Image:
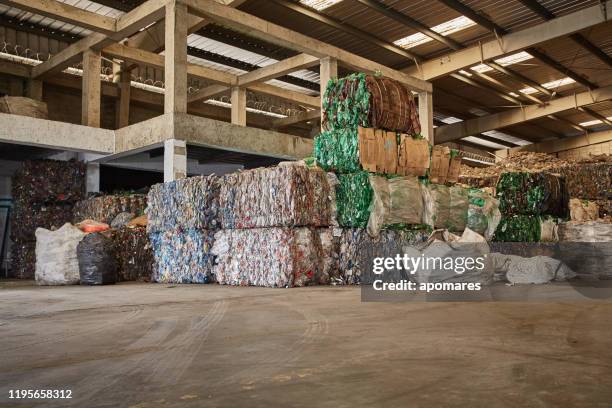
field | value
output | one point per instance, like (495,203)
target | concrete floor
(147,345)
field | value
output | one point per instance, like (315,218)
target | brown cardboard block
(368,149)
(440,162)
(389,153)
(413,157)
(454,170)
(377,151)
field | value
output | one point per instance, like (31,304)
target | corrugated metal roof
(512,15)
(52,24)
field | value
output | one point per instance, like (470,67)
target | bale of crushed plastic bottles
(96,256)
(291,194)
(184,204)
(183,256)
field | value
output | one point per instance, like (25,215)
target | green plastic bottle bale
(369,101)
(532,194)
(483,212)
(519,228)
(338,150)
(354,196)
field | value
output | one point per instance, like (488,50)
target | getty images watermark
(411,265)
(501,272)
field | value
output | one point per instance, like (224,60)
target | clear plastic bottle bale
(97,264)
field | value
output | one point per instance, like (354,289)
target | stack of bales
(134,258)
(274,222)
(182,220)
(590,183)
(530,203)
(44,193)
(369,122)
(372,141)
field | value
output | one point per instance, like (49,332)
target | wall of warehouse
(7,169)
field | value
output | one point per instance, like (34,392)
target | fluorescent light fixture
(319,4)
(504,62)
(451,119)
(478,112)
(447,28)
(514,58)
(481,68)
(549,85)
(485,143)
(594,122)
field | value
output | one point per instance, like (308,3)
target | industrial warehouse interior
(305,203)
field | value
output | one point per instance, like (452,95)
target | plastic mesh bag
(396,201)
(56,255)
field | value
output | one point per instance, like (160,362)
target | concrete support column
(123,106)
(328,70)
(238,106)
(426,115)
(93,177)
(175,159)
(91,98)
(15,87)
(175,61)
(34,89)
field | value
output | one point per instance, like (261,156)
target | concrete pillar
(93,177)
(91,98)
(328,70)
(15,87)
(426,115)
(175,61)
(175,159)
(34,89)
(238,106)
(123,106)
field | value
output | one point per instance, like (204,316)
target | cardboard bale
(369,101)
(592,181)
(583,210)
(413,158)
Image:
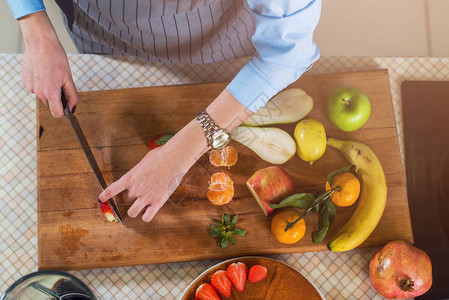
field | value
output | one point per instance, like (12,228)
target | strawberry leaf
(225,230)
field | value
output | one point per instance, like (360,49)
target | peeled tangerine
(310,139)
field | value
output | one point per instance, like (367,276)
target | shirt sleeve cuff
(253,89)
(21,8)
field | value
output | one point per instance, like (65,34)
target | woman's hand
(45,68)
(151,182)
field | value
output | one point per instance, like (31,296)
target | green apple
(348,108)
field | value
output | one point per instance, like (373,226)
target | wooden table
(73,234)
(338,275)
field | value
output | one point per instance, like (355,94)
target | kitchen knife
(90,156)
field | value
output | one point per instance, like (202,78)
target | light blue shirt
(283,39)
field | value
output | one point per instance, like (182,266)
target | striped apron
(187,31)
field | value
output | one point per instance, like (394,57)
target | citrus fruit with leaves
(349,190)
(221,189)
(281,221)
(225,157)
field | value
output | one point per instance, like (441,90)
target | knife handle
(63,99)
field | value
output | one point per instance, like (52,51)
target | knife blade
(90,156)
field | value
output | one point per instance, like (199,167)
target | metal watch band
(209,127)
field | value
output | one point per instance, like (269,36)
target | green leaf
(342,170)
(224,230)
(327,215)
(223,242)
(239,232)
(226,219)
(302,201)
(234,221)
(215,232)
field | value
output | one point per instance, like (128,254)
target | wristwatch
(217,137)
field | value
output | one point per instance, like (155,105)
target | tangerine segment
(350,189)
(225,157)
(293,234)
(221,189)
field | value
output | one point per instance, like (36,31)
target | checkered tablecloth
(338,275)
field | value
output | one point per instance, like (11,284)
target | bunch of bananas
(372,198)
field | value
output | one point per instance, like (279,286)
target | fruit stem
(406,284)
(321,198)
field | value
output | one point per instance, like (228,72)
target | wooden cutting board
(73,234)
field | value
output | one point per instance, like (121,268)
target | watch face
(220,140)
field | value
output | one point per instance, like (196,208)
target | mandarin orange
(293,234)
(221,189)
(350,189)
* * *
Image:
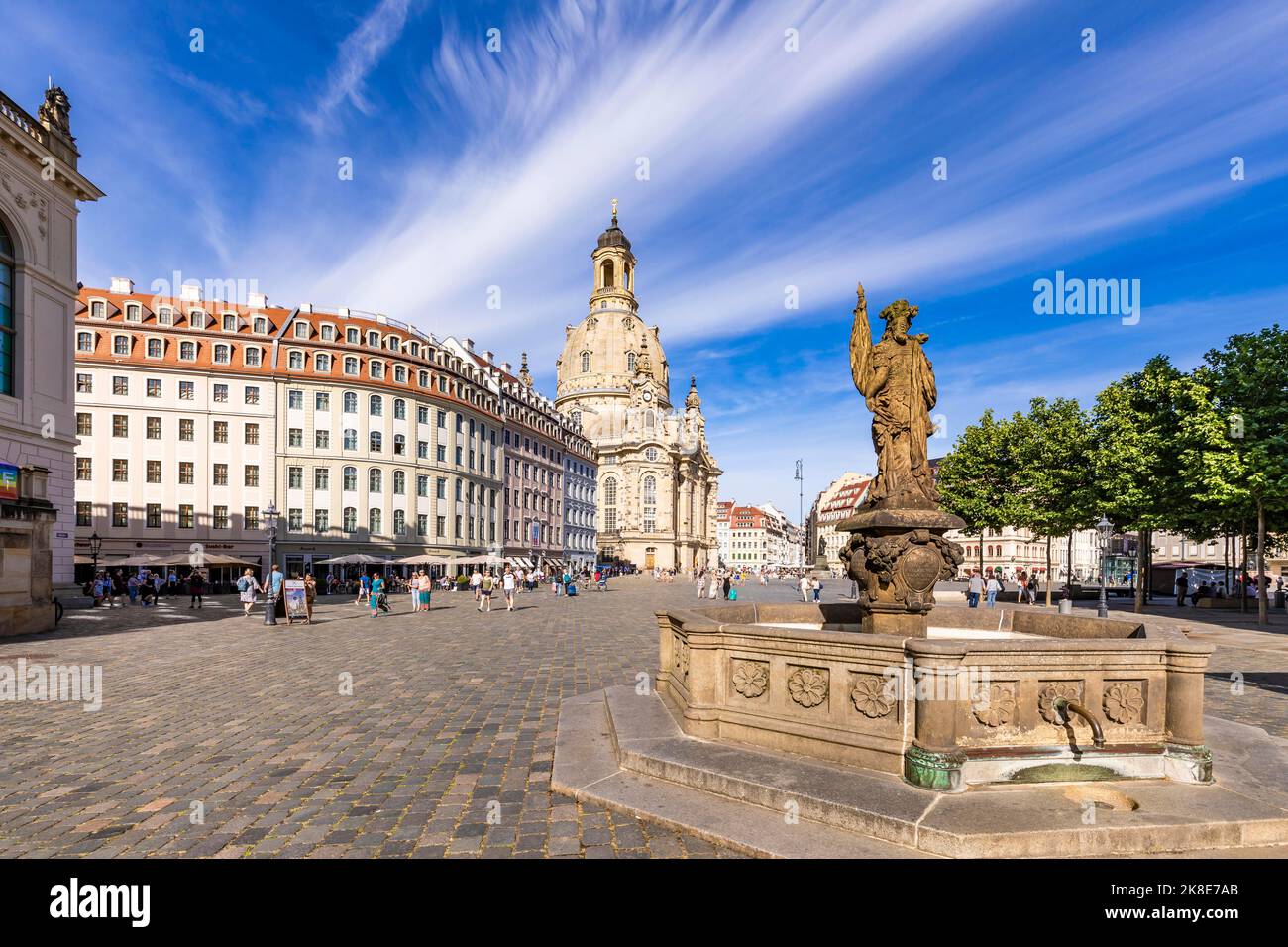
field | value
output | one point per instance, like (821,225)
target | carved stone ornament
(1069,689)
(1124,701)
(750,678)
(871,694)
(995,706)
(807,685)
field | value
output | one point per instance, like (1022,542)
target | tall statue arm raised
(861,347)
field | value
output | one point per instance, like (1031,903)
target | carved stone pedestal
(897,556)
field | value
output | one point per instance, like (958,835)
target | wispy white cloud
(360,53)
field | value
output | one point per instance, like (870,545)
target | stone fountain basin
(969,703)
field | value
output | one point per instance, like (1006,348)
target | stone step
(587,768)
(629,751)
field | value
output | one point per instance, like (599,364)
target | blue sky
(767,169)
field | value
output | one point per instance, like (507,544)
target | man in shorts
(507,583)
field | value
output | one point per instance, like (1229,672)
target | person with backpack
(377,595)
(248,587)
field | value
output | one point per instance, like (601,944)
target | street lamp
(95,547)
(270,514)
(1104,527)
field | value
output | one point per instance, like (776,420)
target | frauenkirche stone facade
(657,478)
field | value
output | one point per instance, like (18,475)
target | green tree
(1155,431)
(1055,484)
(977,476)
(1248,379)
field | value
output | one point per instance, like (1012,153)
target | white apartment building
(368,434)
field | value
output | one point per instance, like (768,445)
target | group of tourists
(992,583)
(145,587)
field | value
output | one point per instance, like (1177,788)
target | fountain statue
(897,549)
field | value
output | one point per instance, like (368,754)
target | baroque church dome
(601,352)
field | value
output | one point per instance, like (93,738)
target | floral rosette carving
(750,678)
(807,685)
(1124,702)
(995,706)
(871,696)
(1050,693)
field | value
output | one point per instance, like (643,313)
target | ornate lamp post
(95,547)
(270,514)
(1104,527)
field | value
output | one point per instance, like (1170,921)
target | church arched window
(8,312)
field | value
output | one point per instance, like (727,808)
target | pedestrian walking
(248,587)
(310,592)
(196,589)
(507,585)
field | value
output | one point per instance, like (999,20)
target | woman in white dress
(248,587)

**STATED TASK:** State how many lines in the items above contain the word "green". Give the number alone.

**EXERCISE ANSWER:** 4